Location labeling records
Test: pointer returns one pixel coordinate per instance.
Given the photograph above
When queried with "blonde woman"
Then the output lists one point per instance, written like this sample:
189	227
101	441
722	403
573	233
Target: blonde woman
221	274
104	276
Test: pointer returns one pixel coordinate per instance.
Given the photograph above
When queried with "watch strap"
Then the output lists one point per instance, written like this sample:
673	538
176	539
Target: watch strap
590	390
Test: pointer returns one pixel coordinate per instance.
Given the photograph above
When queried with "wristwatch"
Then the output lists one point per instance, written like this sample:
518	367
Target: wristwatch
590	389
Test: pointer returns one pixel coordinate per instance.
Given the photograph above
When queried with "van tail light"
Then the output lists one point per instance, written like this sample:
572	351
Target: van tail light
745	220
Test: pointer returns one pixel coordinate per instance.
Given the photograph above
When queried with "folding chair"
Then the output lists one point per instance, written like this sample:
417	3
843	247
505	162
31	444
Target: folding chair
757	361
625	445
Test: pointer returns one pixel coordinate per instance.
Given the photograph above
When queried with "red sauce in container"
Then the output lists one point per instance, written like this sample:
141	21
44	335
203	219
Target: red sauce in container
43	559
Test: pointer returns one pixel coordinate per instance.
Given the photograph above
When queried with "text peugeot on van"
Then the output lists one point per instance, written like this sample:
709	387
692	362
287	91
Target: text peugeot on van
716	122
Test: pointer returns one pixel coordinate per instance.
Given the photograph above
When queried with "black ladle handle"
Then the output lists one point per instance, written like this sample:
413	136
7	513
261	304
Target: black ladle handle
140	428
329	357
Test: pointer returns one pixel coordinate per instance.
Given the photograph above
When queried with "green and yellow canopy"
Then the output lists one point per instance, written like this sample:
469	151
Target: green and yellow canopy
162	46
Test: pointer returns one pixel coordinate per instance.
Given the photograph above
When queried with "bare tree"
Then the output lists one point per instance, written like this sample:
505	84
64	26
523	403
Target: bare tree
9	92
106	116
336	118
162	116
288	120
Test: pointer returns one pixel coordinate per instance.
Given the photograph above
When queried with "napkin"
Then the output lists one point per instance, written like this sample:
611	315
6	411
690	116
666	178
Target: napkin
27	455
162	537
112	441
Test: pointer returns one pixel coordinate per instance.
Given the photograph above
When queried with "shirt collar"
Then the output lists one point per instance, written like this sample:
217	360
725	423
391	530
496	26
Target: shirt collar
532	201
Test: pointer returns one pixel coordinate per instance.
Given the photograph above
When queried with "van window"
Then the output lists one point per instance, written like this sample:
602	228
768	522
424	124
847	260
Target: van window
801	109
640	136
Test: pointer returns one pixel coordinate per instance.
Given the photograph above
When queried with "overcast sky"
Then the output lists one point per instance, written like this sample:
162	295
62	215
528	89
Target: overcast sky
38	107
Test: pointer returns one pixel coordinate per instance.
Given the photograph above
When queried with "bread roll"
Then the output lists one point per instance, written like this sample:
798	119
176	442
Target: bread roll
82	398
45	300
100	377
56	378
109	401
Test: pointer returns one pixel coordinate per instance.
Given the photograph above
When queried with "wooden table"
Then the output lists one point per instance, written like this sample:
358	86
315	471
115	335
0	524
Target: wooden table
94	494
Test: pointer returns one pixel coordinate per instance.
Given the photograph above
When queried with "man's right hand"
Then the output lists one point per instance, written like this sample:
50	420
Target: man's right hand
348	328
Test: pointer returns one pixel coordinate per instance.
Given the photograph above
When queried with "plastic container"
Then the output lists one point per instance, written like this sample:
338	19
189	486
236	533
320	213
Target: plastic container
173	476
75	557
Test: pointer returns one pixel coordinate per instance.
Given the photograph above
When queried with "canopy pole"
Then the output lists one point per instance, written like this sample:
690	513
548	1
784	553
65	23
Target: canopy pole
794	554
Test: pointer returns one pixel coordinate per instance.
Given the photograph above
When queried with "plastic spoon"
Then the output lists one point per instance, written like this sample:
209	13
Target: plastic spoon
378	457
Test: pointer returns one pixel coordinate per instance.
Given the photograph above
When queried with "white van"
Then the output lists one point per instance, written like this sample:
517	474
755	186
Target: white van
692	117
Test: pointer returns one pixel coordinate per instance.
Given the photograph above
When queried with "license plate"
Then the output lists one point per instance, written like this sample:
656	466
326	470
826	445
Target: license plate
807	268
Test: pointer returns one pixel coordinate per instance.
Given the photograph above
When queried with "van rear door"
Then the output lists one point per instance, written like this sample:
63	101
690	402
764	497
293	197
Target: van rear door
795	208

*INSTRUCTIONS FOR THE TASK*
Return every line of the material above that contains the word "peugeot", copying each one in full.

*RESPONSE TO THE EXERCISE*
When queried with "text peugeot on van"
Target: text peugeot on van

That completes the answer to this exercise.